Depuis le début de ma carrière, j’ai souvent accompagné des entreprises de services qui avaient pour modèle d’affaires d’accomplir des mandats forfaitaires ou en banque d’heures: développement d’applications, cybersécurité, production audiovisuelle, traduction, et bien d’autres. Les entreprises rencontraient couramment des obstacles qu’elles auraient pu éviter si elles avaient été mieux préparées à y faire face. En m’inspirant du site Mon Maçon était illustrateur, je me suis permis de faire un parallèle sympathique entre la livraison d’un mandat de services et la construction d’une maison. Vous comprendrez que je vous ai épargné les grandes lignes légales de la comparaison.
Sans plus attendre, voici donc une courte liste de ces obstacles et les pistes de solutions que vous pouvez mettre en place si vous ne l’avez pas déjà fait:
1. Votre équipe souhaite davantage obtenir la satisfaction de votre client plutôt que la rentabilité du projet signé.

=-=-=

> Objectif A
Reproduisez à l'identique tout ce qui va de la ligne des enregistrements contenant « Please put a point on the tip » jusqu'à la fin des enregistrements, ces deux limites comprises.
Le texte et les enregistrements n'ont aucun rapport entre eux.

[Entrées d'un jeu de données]

=-=-=

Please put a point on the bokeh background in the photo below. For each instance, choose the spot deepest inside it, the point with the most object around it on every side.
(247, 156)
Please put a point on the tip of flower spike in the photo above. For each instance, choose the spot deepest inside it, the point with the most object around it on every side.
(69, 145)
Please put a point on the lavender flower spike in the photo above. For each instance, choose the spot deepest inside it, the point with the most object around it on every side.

=-=-=

> Objectif B
Recopiez fidèlement, dans le texte sur les entreprises de services, tout ce qui va de « Sans plus attendre, voici » jusqu'à « du projet signé. ».

> Résultat A
Please put a point on the tip of flower spike in the photo above. For each instance, choose the spot deepest inside it, the point with the most object around it on every side.
(69, 145)
Please put a point on the lavender flower spike in the photo above. For each instance, choose the spot deepest inside it, the point with the most object around it on every side.

> Résultat B
Sans plus attendre, voici donc une courte liste de ces obstacles et les pistes de solutions que vous pouvez mettre en place si vous ne l’avez pas déjà fait:
1. Votre équipe souhaite davantage obtenir la satisfaction de votre client plutôt que la rentabilité du projet signé.